ASSIGNED TASK
Recreate the listing that follows line for line, without pictures.

GIVEN RECORDS
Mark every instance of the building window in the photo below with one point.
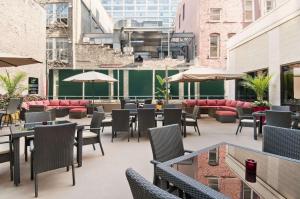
(248, 10)
(215, 14)
(183, 12)
(57, 49)
(214, 49)
(270, 4)
(57, 13)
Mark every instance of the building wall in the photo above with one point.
(268, 43)
(23, 32)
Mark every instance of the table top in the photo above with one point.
(222, 168)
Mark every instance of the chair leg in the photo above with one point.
(36, 185)
(101, 145)
(73, 174)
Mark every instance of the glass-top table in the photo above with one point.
(220, 172)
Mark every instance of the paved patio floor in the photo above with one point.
(104, 176)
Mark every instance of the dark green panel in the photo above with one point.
(212, 89)
(140, 83)
(97, 89)
(71, 89)
(50, 84)
(174, 87)
(121, 85)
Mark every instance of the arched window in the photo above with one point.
(214, 45)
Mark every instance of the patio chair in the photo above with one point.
(245, 119)
(281, 141)
(166, 144)
(143, 189)
(34, 117)
(52, 149)
(146, 120)
(11, 108)
(120, 122)
(279, 118)
(191, 120)
(280, 108)
(91, 132)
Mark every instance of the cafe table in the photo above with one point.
(261, 114)
(27, 129)
(229, 171)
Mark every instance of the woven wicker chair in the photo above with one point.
(91, 133)
(143, 189)
(281, 141)
(34, 117)
(120, 122)
(245, 119)
(146, 120)
(191, 120)
(53, 149)
(166, 143)
(279, 118)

SOLVED PROBLEM
Mark every instance of the building window in the photo below with one point.
(248, 10)
(215, 14)
(183, 12)
(57, 49)
(214, 49)
(270, 4)
(57, 13)
Mark every instance of the building wall in the photo above with one point.
(268, 43)
(23, 32)
Mark every instance of the table top in the photo above with one point.
(222, 168)
Mark every instance of the chair leg in the photo above with one point.
(36, 185)
(101, 145)
(73, 174)
Mark every instance of the glass-top table in the photo above with one point.
(220, 172)
Mark every instance of the paved patio floor in the photo above with one point.
(104, 176)
Mark every instance of the dark green panel in the photo above with one point.
(212, 89)
(140, 83)
(97, 89)
(71, 89)
(50, 84)
(174, 87)
(121, 85)
Mark every instance of the arched window in the photo above with one point.
(214, 45)
Mark every instance of the patio chair in the photo above with one point.
(245, 119)
(281, 141)
(166, 144)
(143, 189)
(34, 117)
(52, 149)
(146, 120)
(11, 108)
(120, 122)
(279, 118)
(191, 120)
(280, 108)
(91, 132)
Mark every instance of the cafe table in the photo above with one point.
(261, 114)
(27, 129)
(229, 171)
Mark every instance of the woven wicker chair in the photo above with one point.
(91, 133)
(143, 189)
(281, 141)
(34, 117)
(120, 122)
(245, 119)
(146, 120)
(191, 120)
(53, 149)
(166, 143)
(279, 118)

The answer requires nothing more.